* **Task requirements**: Reproduce each of the following lines verbatim, without altering any character.

* **Material for the task**:
====

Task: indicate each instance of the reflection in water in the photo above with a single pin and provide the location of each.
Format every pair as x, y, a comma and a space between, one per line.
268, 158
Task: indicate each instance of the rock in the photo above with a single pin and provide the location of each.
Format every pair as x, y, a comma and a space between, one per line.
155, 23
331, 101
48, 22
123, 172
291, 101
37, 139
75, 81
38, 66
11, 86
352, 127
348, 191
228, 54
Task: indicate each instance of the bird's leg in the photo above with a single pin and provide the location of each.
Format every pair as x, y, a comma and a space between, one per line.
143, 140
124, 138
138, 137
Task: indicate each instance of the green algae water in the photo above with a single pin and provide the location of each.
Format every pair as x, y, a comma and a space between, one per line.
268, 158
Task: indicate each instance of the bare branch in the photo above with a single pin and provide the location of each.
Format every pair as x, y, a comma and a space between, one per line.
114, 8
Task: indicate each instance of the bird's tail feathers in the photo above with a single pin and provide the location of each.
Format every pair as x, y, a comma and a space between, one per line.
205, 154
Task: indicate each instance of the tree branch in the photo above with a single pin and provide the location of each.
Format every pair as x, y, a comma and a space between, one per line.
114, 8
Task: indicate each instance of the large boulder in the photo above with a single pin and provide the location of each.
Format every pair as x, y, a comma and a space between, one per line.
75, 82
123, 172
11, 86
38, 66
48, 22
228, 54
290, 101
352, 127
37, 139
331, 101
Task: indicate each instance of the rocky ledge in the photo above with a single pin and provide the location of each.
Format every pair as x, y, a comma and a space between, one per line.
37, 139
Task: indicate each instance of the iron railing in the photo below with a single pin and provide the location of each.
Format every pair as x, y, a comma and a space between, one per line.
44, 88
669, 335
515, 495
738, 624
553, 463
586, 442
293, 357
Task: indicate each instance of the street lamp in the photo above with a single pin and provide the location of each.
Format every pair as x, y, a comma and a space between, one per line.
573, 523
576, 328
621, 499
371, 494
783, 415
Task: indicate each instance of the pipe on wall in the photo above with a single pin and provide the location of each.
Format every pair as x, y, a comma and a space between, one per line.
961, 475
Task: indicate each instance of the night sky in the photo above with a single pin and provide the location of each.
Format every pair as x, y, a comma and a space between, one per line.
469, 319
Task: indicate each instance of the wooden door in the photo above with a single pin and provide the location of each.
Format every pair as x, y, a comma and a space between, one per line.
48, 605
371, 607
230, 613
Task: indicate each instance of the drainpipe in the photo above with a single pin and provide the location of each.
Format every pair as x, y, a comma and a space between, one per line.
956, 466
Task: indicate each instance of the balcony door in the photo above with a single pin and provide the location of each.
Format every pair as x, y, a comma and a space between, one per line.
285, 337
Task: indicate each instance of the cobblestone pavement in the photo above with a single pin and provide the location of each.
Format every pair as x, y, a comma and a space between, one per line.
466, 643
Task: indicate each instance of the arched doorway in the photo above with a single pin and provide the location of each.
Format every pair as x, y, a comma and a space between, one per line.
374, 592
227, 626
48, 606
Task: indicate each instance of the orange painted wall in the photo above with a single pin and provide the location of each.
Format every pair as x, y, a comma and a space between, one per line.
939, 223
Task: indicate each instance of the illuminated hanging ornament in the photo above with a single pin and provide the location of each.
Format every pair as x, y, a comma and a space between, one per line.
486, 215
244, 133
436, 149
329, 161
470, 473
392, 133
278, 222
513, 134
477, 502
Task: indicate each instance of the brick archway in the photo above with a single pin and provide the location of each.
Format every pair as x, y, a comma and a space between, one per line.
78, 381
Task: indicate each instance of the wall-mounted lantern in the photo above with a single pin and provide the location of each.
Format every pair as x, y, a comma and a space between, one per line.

====

* **Answer to this problem**:
Task: indicate each instance of the reflection in water in the photo above with a single pin and provide the location of each.
Format every pair as x, y, a comma and a space between, one per line.
268, 158
Task: indicate each instance of the rock in the photo above with a single pin and provide the location of each.
Format every pair as x, y, a comma and a space between, one per line.
155, 23
331, 101
48, 22
123, 172
291, 101
37, 139
75, 81
38, 66
11, 86
352, 127
348, 191
228, 54
Task: indicate each instance of the bird's leg in the photo above with a single pin and provide the location of each.
Format every pair as x, y, a comma and a space between, one per line.
143, 140
124, 138
138, 137
Task: indicate each instance of the green algae water in the photo above with a single pin and provide the location of each.
Format every pair as x, y, a comma and a space between, one per line.
268, 158
Task: indicate each instance of the bare branch in the photo above with a single pin and provide the location of each.
Format every pair as x, y, a comma and a space between, one per line.
114, 8
Task: indicate each instance of the bird's tail feathers in the photo above with a single pin and provide the location of each.
Format every pair as x, y, a comma and a space between, one per line.
205, 154
Task: indicate each instance of the tree branch in the photo above with a single pin and provide the location of each.
Format every pair as x, y, a comma and a space between, one per line.
114, 8
Task: indicate each instance of the large boulder in the photo above with a single pin and provide the location of each.
Format every pair as x, y, a comma and a space between, one per line.
75, 82
123, 172
11, 86
38, 66
48, 22
228, 54
290, 101
352, 127
37, 139
331, 101
Task: indicate each instance of the rocky ledge in the photo above with a single pin and provide the location of each.
Format every pair as x, y, a comma and a space between, one per line.
37, 139
Task: indicate each instance of the iron railing in the photo below with a single pin and provide the location of each.
Format every pair as x, y, a comma and a space between, one per line.
44, 88
669, 335
515, 495
738, 624
553, 463
586, 442
293, 357
Task: indicate each instance of the street lamp in the photo above with a single pin and provide the location of each.
Format every pair as x, y, a comma and a space between, one per line.
573, 523
576, 328
621, 499
371, 494
783, 415
Task: indicate each instance of the pipe on wall in the photo above with a single pin and provide the location of each.
Format every pair as x, y, a comma and a space between, one per line.
961, 475
Task: indicate each instance of the night sky in the photo above with a single pin and provide the location of each.
Format every pair as x, y, a comma and a space between, one per line.
469, 319
Task: indicate each instance of the wooden door in the photo above with a single pin and provide the location of each.
Format every pair as x, y, a comma and a space between, one per line.
48, 605
371, 607
230, 613
Task: indicate each instance of the drainpipe in the photo above with a single pin and provide the location of each.
Format every pair as x, y, a comma and a space between, one per line.
956, 466
Task: indicate each instance of the balcony door in the photo above with a single pin and provide the location of each.
Format every pair as x, y, a comma and a space between, one per line.
285, 337
Task: indicate each instance of the cobblestone pavement in the photo above with a single pin and provide the location of each.
Format every pair as x, y, a comma and a space between, one per line.
466, 643
Task: indicate each instance of the arched doorway in the photo above with a single pin and provide the location of each.
Format every pair as x, y, a comma and a space between, one per line.
374, 592
227, 626
48, 606
Task: indicate each instance of the orange painted wall in the photo above with a single pin and provide the location of each.
Format every pair as x, y, a comma and a space between, one per line.
939, 223
Task: indicate each instance of the illuminated hanging ornament in the photo above with a single pin and provide the location of each.
Format every pair as x, y, a comma and a space between, one per line.
486, 215
244, 133
436, 149
329, 161
470, 473
392, 133
278, 222
513, 134
477, 502
Task: indicate each instance of the brick archway in the photo above with a single pin and provide the location of each.
Format every pair as x, y, a comma and a space between, one per line.
78, 381
Task: indicate each instance of the wall-mounted lantern in the photo above with a single pin and provide the location of each.
Format every pair as x, y, a comma and a space between, one per line.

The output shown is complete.